THE INPUT:

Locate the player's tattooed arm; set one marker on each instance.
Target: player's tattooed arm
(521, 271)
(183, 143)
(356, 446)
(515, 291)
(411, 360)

WHAT YOU ARE ASKED TO DO: Transcribe all the material, keeping each word as it is.

EXPECTED OUTPUT:
Locate the player's tattooed arm; set one marker on each instance.
Target: player's tattooed arm
(521, 271)
(183, 143)
(356, 446)
(515, 291)
(411, 360)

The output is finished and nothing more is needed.